EXTRACTED DATA:
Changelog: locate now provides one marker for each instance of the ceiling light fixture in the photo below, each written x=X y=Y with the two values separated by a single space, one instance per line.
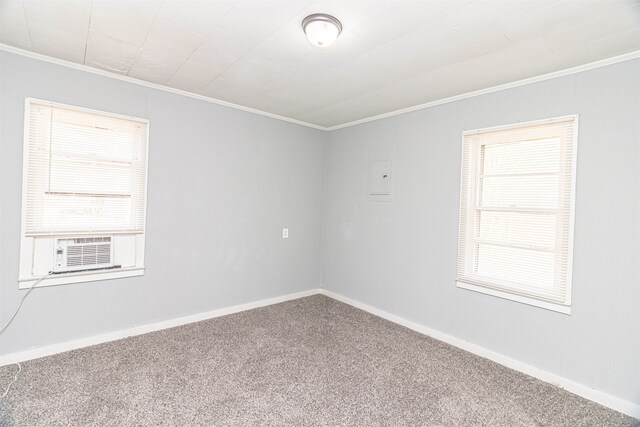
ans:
x=321 y=29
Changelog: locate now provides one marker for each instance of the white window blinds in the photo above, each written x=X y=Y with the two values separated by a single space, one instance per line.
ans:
x=86 y=171
x=516 y=214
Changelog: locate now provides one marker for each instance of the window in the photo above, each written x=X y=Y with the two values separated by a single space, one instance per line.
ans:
x=516 y=212
x=85 y=175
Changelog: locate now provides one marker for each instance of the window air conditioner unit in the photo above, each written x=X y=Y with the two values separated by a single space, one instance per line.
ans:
x=82 y=253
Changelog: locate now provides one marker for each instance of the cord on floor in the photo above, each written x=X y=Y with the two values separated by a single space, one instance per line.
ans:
x=15 y=377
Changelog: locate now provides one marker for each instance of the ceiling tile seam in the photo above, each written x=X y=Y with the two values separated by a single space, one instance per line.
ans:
x=202 y=44
x=392 y=84
x=86 y=42
x=146 y=37
x=24 y=12
x=104 y=73
x=254 y=47
x=629 y=56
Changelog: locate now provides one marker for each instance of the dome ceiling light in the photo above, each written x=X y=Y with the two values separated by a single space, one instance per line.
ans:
x=321 y=29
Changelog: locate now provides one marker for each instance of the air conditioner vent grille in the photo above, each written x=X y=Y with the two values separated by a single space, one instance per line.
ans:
x=80 y=253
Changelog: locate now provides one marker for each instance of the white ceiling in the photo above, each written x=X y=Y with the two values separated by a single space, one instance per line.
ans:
x=391 y=55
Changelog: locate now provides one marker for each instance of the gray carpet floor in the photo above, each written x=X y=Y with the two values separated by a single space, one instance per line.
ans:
x=311 y=361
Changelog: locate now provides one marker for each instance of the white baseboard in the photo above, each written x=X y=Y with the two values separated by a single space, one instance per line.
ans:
x=49 y=350
x=597 y=396
x=600 y=397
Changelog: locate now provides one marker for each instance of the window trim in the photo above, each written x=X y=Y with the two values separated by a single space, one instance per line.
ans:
x=26 y=277
x=565 y=307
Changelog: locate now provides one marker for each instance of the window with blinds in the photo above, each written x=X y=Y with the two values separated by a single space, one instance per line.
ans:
x=516 y=212
x=86 y=171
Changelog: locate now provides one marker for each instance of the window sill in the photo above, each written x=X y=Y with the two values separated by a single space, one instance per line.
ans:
x=560 y=308
x=85 y=276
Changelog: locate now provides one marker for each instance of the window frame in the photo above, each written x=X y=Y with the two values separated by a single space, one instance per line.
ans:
x=501 y=289
x=26 y=276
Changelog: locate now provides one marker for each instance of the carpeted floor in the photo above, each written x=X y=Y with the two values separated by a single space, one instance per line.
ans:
x=311 y=361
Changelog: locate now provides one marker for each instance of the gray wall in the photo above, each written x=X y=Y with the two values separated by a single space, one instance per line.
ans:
x=400 y=256
x=222 y=185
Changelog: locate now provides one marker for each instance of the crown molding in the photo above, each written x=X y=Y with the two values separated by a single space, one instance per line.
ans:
x=560 y=73
x=555 y=74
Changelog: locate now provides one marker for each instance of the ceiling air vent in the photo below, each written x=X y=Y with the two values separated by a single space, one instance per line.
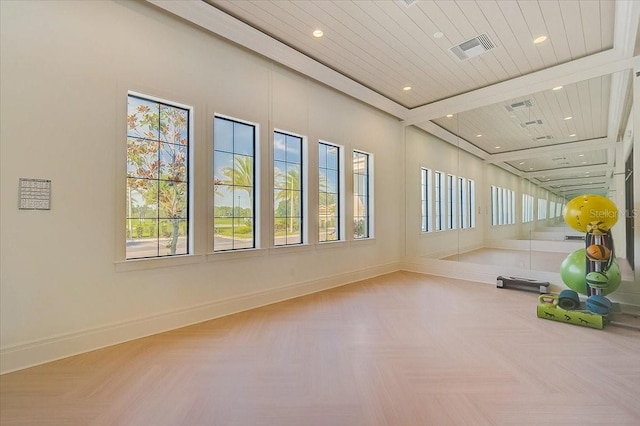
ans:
x=407 y=3
x=517 y=105
x=531 y=123
x=474 y=47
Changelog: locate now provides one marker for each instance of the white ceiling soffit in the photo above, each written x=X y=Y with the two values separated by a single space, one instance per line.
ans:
x=232 y=29
x=617 y=59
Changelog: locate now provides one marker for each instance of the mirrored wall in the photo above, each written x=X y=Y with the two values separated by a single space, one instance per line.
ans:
x=498 y=196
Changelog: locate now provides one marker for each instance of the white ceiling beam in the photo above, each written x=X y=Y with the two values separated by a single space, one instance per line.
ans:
x=626 y=26
x=582 y=146
x=454 y=140
x=568 y=73
x=569 y=171
x=208 y=17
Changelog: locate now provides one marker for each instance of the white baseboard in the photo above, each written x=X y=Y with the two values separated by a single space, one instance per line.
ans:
x=29 y=354
x=36 y=352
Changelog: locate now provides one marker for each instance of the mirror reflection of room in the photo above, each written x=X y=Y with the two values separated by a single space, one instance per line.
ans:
x=516 y=165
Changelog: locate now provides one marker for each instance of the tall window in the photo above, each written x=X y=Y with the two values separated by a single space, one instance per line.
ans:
x=502 y=206
x=542 y=209
x=287 y=189
x=463 y=200
x=329 y=192
x=527 y=208
x=451 y=202
x=426 y=190
x=158 y=143
x=472 y=203
x=233 y=184
x=439 y=201
x=361 y=195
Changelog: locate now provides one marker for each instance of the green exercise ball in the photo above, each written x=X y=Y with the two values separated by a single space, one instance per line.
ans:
x=573 y=273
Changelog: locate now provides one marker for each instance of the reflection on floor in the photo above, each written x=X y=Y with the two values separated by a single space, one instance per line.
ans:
x=526 y=259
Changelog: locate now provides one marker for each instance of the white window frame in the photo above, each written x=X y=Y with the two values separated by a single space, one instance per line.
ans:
x=256 y=186
x=304 y=229
x=426 y=199
x=340 y=229
x=122 y=262
x=369 y=233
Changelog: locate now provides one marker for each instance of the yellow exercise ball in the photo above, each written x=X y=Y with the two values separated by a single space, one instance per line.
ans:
x=590 y=213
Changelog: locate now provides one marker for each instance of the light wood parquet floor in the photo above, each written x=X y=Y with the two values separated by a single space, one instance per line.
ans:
x=402 y=349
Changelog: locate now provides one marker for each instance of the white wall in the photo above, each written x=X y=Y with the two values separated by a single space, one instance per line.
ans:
x=66 y=69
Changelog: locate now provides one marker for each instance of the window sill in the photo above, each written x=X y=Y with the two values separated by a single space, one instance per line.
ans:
x=157 y=262
x=297 y=248
x=223 y=256
x=330 y=244
x=364 y=241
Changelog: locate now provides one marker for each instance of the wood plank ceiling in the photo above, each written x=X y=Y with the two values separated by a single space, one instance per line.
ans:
x=385 y=46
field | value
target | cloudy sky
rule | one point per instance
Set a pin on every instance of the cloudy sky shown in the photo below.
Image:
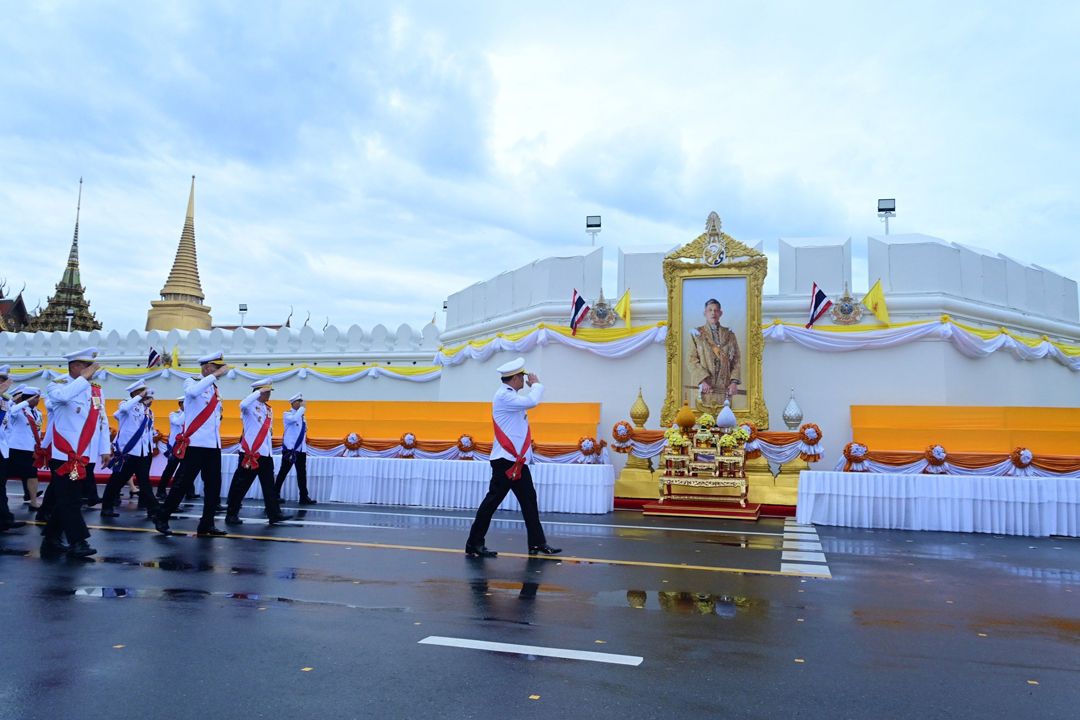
(362, 161)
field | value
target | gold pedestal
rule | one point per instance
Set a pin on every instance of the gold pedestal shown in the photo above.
(768, 490)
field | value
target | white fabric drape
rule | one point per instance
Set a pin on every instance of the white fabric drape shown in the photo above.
(1035, 506)
(301, 372)
(967, 342)
(1006, 467)
(542, 336)
(440, 484)
(575, 458)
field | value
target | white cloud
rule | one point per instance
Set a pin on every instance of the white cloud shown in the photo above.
(365, 163)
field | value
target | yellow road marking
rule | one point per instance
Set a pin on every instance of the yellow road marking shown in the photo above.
(453, 551)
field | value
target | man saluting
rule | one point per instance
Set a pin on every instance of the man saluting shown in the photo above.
(511, 452)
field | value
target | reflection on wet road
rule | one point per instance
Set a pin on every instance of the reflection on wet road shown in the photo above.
(376, 612)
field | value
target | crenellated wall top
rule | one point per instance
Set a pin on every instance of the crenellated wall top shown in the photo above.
(405, 343)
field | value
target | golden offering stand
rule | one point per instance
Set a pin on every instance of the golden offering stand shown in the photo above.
(702, 464)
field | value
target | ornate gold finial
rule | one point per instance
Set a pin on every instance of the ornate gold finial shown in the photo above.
(639, 411)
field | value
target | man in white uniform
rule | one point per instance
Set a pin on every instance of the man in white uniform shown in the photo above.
(24, 439)
(255, 460)
(133, 450)
(199, 447)
(294, 448)
(80, 439)
(175, 428)
(8, 520)
(511, 454)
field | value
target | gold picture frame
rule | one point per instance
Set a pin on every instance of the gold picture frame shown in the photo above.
(713, 265)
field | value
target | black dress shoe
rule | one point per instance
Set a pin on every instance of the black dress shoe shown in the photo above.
(161, 525)
(81, 548)
(544, 549)
(53, 546)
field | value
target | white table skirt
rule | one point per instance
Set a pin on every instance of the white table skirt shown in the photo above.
(445, 484)
(1037, 506)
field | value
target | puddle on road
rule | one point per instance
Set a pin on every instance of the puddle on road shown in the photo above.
(247, 599)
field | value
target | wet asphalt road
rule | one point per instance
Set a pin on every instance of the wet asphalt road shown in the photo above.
(324, 617)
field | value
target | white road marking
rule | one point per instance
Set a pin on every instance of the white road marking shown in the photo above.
(799, 569)
(469, 519)
(532, 650)
(800, 545)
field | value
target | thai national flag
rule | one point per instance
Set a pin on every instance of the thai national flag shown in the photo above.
(578, 310)
(819, 304)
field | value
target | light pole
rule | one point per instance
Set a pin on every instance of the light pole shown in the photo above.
(887, 208)
(593, 227)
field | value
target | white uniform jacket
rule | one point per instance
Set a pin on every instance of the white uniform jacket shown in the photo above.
(21, 434)
(509, 410)
(197, 395)
(130, 416)
(253, 413)
(69, 401)
(294, 421)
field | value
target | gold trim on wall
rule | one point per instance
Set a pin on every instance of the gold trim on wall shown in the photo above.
(700, 259)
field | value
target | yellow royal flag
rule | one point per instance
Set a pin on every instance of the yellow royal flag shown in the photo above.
(875, 302)
(622, 308)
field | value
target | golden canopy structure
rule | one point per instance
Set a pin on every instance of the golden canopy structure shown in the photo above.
(181, 304)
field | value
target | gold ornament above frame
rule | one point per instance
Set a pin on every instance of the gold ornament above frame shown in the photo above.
(714, 320)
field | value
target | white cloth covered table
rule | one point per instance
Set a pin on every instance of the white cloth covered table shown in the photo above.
(445, 484)
(1037, 506)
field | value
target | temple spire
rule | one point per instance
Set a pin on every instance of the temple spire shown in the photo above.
(70, 294)
(181, 298)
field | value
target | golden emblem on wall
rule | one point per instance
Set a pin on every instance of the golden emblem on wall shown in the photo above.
(714, 326)
(602, 313)
(847, 310)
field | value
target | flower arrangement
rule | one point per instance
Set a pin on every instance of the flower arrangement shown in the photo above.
(1022, 458)
(676, 438)
(622, 433)
(466, 447)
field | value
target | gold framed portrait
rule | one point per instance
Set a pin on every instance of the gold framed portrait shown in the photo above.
(714, 327)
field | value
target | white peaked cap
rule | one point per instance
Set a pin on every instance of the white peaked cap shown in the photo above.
(84, 355)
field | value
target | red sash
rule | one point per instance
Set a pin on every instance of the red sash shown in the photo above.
(40, 460)
(183, 440)
(76, 465)
(251, 457)
(515, 471)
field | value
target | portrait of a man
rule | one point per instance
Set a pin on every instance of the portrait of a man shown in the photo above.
(714, 357)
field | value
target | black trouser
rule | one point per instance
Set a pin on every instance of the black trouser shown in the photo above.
(5, 516)
(66, 512)
(497, 491)
(166, 476)
(139, 466)
(206, 461)
(242, 483)
(300, 460)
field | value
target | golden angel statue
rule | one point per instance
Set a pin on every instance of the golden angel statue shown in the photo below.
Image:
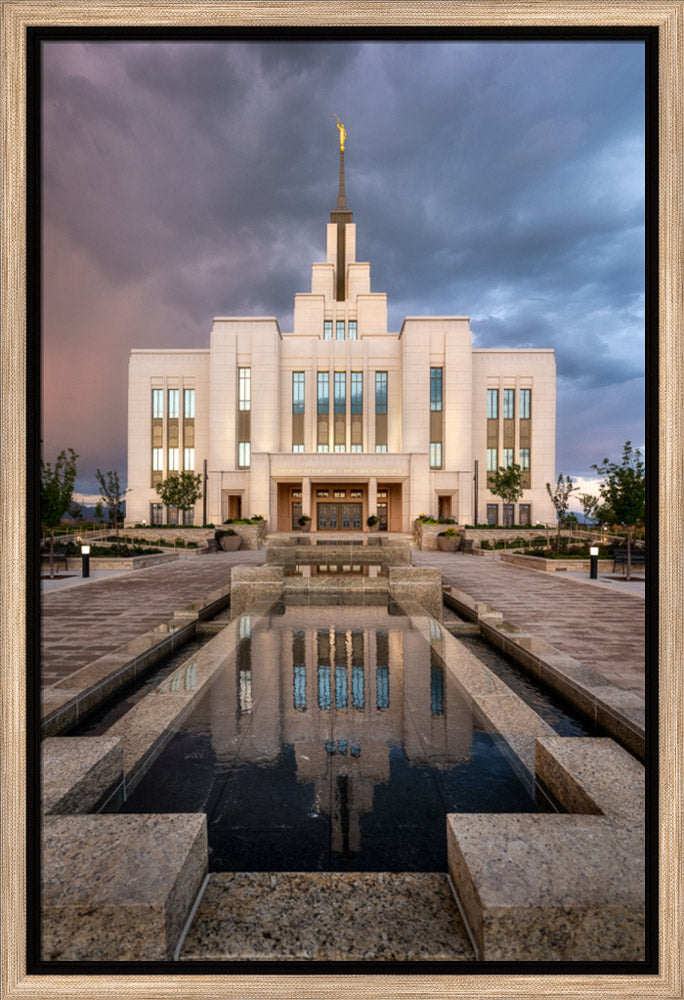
(343, 133)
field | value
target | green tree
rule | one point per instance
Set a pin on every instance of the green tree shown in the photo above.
(590, 506)
(507, 483)
(112, 497)
(181, 490)
(623, 490)
(560, 498)
(56, 494)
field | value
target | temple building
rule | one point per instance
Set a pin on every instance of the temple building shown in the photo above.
(341, 419)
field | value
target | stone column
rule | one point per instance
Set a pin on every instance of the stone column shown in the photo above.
(306, 495)
(372, 496)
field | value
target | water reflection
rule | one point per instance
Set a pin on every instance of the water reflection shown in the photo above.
(333, 740)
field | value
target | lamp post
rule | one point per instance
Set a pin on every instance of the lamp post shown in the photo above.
(593, 562)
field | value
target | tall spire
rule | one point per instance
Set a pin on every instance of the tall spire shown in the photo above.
(341, 215)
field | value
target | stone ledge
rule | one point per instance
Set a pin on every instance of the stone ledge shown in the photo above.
(79, 774)
(549, 887)
(120, 887)
(619, 712)
(336, 916)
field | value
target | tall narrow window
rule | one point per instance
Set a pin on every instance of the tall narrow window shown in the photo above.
(244, 426)
(381, 411)
(435, 418)
(525, 395)
(340, 407)
(173, 403)
(245, 389)
(323, 409)
(298, 411)
(436, 389)
(189, 404)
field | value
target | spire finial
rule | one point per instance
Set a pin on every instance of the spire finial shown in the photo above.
(343, 133)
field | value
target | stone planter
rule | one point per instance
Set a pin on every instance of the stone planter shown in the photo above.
(446, 543)
(230, 543)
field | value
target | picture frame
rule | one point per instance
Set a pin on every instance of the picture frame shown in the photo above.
(17, 15)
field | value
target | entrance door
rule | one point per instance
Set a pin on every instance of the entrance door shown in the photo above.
(382, 514)
(339, 516)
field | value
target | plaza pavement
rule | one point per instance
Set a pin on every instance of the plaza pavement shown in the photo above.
(599, 623)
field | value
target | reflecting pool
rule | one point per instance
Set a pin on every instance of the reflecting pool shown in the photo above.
(334, 740)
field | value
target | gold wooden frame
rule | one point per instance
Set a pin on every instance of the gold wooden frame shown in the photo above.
(668, 16)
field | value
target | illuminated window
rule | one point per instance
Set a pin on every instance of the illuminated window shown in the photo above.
(173, 403)
(297, 392)
(435, 388)
(357, 392)
(381, 392)
(245, 389)
(189, 403)
(525, 408)
(340, 392)
(323, 392)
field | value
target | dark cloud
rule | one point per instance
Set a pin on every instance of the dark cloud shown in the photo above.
(185, 180)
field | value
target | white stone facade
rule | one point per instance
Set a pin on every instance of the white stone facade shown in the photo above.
(419, 457)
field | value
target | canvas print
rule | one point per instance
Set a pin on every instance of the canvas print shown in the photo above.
(343, 560)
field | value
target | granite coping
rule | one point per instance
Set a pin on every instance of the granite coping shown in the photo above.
(549, 887)
(618, 711)
(78, 774)
(119, 887)
(330, 916)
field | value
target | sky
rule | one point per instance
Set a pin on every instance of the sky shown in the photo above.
(502, 180)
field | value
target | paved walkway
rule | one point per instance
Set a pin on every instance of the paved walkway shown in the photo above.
(601, 624)
(84, 619)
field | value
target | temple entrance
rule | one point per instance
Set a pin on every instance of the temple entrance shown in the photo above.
(339, 516)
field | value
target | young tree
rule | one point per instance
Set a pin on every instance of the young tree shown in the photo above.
(560, 498)
(56, 489)
(112, 496)
(623, 490)
(181, 490)
(507, 483)
(590, 505)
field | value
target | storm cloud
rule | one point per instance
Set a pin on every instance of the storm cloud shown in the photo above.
(499, 180)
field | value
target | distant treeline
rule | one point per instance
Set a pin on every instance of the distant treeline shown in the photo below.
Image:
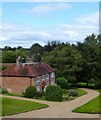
(76, 62)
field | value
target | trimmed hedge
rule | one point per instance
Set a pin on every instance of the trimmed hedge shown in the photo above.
(30, 92)
(62, 82)
(53, 93)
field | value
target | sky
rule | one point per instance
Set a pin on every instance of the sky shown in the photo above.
(26, 23)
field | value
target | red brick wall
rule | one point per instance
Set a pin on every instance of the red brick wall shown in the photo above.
(15, 84)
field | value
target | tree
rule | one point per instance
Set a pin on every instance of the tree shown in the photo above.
(36, 49)
(90, 51)
(65, 59)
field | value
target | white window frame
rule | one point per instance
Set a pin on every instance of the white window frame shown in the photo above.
(43, 77)
(38, 79)
(47, 76)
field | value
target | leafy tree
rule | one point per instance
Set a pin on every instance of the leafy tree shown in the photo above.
(62, 82)
(65, 59)
(36, 49)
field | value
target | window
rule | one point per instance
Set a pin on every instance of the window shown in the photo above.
(42, 77)
(53, 74)
(47, 76)
(38, 79)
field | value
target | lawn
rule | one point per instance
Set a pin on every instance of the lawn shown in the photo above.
(80, 93)
(92, 106)
(14, 106)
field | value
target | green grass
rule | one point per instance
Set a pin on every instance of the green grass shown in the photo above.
(14, 106)
(80, 93)
(13, 94)
(91, 107)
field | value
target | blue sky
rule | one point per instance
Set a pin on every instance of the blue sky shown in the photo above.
(25, 23)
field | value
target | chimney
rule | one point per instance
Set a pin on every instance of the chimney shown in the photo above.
(18, 61)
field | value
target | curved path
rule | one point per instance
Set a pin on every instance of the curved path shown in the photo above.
(59, 109)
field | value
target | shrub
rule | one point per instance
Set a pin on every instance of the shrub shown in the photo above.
(53, 93)
(64, 91)
(38, 94)
(62, 82)
(98, 84)
(30, 92)
(3, 90)
(73, 92)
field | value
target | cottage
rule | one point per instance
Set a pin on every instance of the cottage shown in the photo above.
(17, 77)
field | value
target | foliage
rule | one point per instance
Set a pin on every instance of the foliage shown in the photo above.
(38, 94)
(3, 90)
(73, 92)
(2, 68)
(98, 84)
(65, 59)
(64, 91)
(62, 82)
(30, 92)
(53, 93)
(77, 63)
(91, 107)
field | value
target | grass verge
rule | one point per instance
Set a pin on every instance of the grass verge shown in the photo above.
(14, 106)
(92, 107)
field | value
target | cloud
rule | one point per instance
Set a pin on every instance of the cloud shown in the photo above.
(50, 1)
(47, 8)
(89, 19)
(25, 35)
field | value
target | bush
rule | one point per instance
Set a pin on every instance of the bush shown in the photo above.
(98, 84)
(30, 92)
(64, 91)
(53, 93)
(62, 82)
(3, 90)
(73, 92)
(38, 94)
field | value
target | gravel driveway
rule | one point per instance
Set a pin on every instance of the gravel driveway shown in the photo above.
(59, 109)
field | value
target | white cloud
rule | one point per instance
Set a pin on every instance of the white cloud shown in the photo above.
(46, 8)
(89, 19)
(25, 35)
(50, 1)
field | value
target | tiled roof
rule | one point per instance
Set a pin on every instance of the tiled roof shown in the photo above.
(28, 70)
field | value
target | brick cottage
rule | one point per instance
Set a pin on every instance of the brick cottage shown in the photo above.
(17, 77)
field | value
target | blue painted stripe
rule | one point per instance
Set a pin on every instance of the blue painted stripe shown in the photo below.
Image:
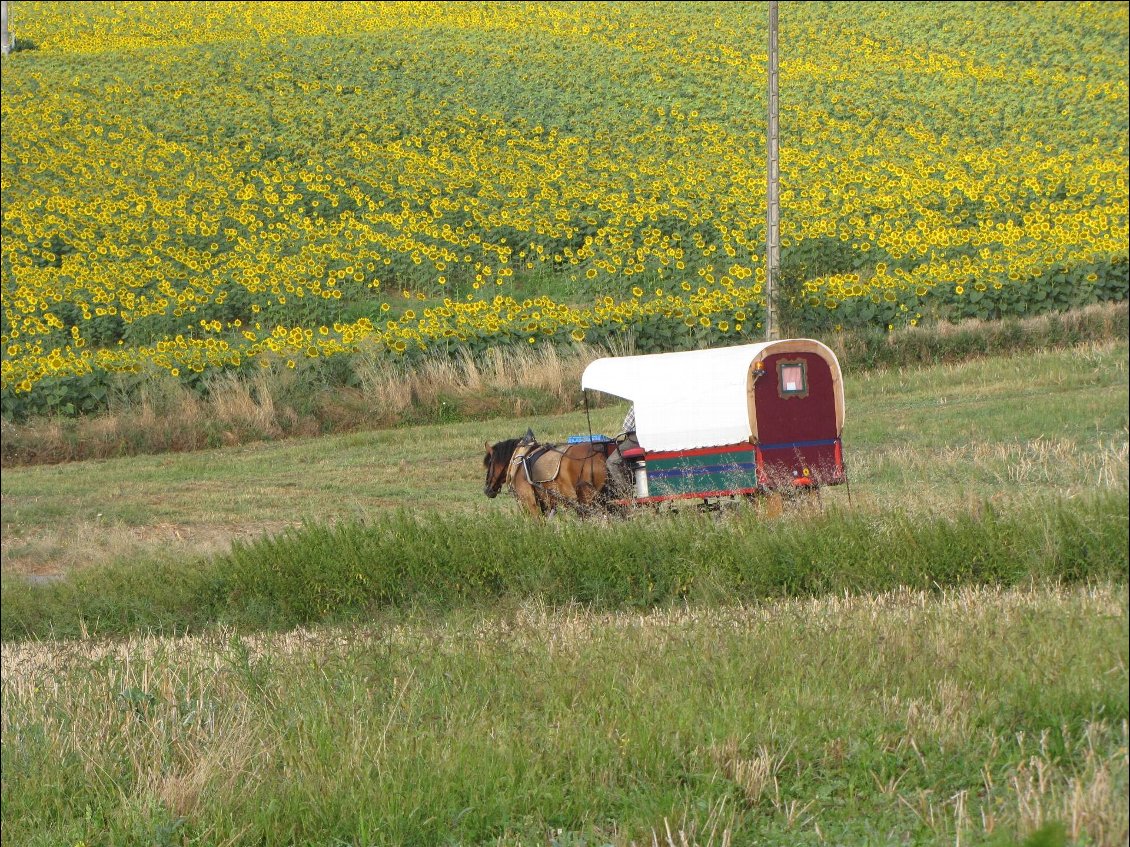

TASK DIRECTIONS: Please give only the number of lines above that contain "stripe".

RESULT FOR THIS TASK: 2